▶ **Task inputs**:
· · ·
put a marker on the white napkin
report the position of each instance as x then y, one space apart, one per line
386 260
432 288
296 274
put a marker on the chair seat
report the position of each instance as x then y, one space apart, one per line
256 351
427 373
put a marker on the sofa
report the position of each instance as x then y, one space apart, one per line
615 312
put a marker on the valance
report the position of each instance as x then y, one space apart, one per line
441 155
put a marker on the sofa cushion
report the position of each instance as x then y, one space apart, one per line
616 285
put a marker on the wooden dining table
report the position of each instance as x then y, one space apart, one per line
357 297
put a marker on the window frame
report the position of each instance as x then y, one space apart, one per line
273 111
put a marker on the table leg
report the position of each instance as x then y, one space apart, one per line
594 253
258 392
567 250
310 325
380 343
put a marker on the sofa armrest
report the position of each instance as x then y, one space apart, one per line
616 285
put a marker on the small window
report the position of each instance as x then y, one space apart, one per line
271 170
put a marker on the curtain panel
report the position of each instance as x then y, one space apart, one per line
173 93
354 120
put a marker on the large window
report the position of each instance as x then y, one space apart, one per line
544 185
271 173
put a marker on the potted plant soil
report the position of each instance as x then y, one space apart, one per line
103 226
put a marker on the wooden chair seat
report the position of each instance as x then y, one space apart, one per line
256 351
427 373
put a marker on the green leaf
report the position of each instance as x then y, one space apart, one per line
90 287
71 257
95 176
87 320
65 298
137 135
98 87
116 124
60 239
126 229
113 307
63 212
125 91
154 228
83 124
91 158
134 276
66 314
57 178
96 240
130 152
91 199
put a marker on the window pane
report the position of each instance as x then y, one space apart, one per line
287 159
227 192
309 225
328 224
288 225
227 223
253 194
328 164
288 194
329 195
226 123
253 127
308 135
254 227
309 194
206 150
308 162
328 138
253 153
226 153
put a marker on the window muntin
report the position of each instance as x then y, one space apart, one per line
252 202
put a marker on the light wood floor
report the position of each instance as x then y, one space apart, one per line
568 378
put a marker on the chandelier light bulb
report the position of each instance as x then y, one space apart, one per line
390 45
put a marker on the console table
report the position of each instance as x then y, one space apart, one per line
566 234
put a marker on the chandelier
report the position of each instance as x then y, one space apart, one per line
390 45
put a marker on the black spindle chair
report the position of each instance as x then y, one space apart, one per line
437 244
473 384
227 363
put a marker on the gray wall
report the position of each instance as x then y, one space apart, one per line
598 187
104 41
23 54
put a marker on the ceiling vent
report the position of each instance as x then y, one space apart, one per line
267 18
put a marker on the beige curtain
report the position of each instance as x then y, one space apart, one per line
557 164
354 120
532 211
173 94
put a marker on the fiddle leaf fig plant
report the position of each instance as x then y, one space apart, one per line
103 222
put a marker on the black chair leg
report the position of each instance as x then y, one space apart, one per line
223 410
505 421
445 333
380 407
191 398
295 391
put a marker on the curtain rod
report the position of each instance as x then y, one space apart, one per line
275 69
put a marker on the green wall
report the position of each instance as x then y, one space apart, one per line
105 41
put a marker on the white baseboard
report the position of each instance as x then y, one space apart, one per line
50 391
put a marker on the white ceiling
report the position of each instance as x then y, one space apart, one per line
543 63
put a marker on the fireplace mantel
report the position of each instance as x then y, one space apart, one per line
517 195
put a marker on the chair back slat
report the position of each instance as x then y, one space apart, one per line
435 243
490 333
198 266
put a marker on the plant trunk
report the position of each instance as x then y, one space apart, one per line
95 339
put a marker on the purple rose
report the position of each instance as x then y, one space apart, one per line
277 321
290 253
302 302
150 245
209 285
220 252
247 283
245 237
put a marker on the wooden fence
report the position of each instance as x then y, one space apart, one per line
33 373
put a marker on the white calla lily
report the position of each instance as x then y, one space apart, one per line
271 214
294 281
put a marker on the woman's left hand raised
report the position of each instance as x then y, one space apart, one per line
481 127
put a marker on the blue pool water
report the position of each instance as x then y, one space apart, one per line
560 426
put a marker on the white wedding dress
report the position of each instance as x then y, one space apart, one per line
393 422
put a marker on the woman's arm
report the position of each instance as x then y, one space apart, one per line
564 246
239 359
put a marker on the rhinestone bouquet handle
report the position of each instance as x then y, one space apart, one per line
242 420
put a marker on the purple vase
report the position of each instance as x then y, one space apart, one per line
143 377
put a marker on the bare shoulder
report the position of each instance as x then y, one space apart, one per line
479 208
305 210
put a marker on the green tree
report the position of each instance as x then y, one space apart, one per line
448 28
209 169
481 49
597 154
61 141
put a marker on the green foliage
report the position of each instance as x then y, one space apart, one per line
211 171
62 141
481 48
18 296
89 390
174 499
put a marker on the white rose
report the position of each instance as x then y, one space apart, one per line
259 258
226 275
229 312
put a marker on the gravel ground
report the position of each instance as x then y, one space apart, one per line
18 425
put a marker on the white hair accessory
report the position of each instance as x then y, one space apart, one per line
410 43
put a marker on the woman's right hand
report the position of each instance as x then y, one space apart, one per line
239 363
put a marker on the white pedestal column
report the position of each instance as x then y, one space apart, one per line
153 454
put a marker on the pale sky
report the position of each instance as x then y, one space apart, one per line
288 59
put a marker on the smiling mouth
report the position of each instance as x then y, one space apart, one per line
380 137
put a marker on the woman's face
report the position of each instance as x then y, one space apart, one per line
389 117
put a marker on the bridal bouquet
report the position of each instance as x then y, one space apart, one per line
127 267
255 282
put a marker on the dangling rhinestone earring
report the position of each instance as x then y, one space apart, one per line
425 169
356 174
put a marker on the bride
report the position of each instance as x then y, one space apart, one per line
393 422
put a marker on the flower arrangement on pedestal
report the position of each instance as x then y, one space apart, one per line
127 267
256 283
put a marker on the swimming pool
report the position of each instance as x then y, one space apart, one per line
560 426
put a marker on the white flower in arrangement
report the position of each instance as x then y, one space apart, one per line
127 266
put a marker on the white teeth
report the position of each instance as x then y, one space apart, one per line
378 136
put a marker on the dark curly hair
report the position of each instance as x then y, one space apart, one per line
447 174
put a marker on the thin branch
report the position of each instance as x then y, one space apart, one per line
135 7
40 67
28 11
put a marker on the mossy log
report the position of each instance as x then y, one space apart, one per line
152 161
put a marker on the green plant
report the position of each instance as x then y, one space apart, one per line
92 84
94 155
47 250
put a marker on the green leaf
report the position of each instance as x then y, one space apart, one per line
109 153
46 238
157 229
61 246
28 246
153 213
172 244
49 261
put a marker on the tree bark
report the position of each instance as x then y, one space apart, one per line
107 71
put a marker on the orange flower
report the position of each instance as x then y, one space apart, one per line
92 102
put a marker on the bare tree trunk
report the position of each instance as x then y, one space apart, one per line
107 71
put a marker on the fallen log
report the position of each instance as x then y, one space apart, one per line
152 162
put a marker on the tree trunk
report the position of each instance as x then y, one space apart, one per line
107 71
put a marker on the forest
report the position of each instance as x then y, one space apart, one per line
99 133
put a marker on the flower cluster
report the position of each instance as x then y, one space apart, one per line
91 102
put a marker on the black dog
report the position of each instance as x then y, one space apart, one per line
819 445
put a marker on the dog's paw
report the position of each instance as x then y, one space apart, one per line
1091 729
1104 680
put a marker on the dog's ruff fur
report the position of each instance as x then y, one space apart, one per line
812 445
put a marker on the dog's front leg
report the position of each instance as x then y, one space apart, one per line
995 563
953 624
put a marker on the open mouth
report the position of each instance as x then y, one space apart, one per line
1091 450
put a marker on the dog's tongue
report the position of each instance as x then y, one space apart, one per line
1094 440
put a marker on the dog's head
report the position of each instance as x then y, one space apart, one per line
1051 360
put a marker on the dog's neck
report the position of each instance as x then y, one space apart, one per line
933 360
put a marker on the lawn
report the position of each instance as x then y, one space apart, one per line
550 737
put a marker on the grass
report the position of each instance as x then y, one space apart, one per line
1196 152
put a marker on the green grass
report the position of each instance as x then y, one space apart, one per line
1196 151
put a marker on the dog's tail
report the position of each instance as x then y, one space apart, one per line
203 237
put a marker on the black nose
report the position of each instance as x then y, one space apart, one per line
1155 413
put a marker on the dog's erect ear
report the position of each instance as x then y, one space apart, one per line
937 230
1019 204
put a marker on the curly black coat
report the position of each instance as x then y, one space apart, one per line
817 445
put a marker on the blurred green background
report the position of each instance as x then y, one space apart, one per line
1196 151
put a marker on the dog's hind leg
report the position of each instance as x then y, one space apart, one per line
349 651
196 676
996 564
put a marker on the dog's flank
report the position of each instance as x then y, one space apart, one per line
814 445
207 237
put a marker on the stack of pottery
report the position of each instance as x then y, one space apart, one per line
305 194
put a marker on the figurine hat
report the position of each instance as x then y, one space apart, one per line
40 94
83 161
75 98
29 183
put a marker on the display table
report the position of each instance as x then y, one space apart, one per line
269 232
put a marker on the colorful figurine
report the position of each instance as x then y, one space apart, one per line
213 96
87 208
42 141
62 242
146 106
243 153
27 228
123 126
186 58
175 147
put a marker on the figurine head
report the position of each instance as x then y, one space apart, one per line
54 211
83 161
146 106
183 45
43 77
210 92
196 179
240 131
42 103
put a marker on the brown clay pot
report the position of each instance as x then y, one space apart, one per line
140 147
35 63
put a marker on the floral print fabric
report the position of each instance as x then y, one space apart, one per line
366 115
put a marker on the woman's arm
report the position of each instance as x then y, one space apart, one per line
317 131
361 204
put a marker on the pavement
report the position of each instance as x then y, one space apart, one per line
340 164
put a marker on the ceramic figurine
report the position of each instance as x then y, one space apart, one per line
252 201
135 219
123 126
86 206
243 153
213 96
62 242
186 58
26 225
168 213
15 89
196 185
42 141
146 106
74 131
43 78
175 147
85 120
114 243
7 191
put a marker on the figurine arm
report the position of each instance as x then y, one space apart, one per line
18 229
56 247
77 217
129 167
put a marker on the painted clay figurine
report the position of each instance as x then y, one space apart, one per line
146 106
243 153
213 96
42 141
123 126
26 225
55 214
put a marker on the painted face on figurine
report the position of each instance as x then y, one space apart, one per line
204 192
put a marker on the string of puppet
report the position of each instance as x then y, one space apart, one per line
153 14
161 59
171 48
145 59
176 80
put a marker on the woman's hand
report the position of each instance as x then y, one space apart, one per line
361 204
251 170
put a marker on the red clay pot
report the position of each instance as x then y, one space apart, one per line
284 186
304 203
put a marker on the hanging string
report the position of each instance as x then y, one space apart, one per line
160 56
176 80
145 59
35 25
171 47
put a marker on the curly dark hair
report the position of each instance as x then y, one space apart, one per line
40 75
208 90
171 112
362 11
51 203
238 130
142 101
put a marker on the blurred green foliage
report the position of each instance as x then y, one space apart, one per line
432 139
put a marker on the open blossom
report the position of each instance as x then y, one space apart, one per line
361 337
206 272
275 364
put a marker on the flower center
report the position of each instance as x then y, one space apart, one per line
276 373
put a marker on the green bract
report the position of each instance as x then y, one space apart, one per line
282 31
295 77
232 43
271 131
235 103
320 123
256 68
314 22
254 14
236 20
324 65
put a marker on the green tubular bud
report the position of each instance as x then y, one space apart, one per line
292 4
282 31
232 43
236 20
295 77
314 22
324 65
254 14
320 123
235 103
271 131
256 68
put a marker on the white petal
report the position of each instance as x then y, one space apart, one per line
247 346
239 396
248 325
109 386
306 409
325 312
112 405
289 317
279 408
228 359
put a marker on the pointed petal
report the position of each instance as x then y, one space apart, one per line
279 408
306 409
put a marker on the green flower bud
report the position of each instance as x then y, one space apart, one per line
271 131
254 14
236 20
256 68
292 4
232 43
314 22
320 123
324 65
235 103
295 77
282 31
· · ·
▶ **What this task involves**:
The number of lines in the data that hold "sofa" is all that should be given.

▶ **Completed task**:
3